_Exercise_
Copy everything from the line containing "Each instance of the wooden upper" down to the end of the records, substituting "hanging lamp" for "pendant light fixture" and keeping all else unchanged.
++++ Data provided
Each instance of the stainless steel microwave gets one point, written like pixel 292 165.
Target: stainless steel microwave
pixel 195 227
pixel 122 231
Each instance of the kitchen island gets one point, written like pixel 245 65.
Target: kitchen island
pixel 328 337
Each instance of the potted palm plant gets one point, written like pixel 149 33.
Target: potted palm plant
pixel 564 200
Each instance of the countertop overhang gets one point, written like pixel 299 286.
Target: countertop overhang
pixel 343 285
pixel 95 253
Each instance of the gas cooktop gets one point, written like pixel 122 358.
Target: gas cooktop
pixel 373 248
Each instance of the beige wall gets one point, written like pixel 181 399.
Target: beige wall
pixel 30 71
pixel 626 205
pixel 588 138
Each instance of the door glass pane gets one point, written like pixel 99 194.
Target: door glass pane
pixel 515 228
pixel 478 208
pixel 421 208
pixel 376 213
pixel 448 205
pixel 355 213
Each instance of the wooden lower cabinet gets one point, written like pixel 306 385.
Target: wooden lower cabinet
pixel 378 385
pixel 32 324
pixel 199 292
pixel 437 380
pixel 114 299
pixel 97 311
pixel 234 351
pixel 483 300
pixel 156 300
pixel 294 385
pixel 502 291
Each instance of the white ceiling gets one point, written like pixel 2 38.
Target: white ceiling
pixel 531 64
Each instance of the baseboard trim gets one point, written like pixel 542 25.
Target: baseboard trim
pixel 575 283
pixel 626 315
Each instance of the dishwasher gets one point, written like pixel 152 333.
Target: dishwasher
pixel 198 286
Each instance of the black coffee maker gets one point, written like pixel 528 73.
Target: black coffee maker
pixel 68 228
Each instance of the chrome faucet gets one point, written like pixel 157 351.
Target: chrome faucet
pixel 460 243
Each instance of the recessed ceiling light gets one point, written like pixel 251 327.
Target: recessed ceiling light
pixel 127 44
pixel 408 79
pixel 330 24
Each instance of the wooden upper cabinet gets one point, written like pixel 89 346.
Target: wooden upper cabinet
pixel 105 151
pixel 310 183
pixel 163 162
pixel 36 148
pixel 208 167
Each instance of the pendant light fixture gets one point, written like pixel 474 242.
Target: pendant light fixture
++++++++
_Written solution_
Each instance of the wooden upper cabinet gets one point, written like pixel 89 346.
Target: wooden upper cabinet
pixel 105 151
pixel 310 183
pixel 163 162
pixel 36 148
pixel 208 167
Each instance of the hanging lamp gets one point, written like pixel 474 242.
Target: hanging lamp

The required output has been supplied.